> _Problem requirements_:
Where a line holds the word "helmet", count it, then give only the total for the entries below.

━━━ Input for this task

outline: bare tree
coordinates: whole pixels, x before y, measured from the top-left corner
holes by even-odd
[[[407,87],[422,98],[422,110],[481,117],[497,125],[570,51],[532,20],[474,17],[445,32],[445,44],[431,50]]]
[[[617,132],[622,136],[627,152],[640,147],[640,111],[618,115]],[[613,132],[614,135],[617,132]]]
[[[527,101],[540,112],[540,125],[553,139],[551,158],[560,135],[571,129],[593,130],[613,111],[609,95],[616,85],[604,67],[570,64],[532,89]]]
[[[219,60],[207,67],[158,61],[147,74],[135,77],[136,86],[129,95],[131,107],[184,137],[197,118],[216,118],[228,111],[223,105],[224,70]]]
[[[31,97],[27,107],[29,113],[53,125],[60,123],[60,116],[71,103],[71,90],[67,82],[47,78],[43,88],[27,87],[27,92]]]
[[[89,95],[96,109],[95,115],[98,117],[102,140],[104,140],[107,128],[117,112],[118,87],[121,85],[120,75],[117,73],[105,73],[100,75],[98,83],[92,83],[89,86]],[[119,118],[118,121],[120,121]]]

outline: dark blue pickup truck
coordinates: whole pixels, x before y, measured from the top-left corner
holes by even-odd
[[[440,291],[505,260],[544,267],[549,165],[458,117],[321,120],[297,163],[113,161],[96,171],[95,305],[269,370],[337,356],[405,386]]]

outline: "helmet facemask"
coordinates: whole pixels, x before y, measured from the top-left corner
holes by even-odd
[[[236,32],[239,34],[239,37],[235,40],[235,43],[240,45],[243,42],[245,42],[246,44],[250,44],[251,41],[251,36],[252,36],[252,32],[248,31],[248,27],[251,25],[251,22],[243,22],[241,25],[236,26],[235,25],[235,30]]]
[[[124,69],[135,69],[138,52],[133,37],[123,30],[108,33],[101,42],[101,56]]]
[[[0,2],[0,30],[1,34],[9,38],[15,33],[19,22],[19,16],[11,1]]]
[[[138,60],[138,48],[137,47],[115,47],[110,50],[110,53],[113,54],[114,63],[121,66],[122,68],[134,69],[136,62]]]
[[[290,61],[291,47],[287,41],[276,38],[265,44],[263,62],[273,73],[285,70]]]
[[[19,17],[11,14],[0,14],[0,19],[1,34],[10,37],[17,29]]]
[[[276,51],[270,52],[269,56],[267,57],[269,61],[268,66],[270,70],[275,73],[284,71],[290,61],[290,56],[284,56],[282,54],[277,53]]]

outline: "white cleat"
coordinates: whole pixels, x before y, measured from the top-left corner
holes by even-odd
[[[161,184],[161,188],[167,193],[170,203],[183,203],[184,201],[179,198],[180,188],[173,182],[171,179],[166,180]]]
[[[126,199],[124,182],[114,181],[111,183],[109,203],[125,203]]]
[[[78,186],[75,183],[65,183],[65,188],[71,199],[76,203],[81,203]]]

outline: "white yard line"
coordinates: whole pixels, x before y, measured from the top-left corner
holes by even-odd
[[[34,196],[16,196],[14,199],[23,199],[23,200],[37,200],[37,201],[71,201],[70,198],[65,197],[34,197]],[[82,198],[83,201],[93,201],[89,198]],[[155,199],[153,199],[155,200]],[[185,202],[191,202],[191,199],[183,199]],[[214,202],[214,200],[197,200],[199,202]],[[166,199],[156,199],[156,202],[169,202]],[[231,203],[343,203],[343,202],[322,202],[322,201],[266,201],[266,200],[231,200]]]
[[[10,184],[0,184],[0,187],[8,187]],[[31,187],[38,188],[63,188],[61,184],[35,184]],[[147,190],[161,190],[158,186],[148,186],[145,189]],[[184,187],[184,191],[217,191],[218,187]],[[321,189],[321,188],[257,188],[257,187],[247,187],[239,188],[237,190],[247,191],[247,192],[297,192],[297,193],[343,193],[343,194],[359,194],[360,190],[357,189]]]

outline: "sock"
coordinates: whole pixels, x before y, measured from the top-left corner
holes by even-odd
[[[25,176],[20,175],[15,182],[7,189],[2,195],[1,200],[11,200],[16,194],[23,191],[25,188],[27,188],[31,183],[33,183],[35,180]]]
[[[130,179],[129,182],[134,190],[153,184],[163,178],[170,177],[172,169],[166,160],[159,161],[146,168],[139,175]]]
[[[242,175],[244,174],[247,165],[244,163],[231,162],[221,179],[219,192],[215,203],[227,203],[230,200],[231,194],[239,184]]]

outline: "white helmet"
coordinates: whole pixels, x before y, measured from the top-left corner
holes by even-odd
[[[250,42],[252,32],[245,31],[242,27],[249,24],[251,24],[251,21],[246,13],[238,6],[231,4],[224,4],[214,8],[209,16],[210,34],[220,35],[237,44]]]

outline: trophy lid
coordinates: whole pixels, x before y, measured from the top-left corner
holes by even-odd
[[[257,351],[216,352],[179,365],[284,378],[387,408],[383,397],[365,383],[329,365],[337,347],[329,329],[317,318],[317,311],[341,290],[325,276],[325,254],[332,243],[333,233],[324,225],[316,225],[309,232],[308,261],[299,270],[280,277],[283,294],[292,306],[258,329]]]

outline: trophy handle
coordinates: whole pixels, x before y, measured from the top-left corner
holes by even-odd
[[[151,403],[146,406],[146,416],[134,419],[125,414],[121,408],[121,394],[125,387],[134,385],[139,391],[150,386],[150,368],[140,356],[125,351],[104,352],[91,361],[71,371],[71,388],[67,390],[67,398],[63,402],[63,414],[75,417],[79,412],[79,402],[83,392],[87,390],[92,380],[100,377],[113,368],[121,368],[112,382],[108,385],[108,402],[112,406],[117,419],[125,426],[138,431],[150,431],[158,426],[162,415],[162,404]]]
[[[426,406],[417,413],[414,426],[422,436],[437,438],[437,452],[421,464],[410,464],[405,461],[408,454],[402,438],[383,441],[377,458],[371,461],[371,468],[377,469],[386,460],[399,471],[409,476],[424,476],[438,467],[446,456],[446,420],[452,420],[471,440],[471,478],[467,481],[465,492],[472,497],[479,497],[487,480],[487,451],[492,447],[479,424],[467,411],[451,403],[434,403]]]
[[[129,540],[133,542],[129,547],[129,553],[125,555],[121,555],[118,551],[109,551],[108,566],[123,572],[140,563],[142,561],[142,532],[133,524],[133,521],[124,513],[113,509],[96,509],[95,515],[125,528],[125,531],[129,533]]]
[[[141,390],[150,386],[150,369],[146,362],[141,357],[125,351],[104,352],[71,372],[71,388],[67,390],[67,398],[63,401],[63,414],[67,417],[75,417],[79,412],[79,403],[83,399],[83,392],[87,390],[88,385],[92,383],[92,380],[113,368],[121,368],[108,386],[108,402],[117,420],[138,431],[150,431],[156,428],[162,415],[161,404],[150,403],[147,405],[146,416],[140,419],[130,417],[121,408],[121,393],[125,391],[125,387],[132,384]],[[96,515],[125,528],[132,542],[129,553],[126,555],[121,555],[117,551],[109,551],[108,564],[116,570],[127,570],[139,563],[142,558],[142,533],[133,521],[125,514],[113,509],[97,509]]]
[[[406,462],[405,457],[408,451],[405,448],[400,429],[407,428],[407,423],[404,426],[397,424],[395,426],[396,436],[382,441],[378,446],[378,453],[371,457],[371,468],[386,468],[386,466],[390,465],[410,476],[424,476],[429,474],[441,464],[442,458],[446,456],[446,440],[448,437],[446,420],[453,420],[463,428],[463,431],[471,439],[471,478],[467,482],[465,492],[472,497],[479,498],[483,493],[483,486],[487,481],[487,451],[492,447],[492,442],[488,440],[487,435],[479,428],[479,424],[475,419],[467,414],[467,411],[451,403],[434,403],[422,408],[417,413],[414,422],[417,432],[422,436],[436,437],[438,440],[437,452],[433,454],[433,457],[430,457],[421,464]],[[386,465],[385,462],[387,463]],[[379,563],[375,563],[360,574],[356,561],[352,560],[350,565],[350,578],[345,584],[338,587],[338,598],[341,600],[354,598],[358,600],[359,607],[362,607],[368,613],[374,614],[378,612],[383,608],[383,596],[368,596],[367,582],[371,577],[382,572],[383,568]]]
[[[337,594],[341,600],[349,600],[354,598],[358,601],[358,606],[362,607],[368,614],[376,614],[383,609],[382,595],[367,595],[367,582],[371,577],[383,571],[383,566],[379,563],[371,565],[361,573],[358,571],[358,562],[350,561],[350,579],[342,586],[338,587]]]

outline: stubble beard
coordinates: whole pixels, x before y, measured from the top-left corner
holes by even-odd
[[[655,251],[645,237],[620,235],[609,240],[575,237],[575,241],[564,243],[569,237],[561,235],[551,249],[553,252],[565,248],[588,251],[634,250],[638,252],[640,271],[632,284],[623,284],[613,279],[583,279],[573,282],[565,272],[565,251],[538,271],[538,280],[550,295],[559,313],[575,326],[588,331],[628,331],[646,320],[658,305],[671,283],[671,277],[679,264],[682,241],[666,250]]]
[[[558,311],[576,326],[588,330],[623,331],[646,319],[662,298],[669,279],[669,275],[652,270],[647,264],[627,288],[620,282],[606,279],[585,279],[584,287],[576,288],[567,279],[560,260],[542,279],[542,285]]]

━━━━━━

> _Solution to this problem_:
2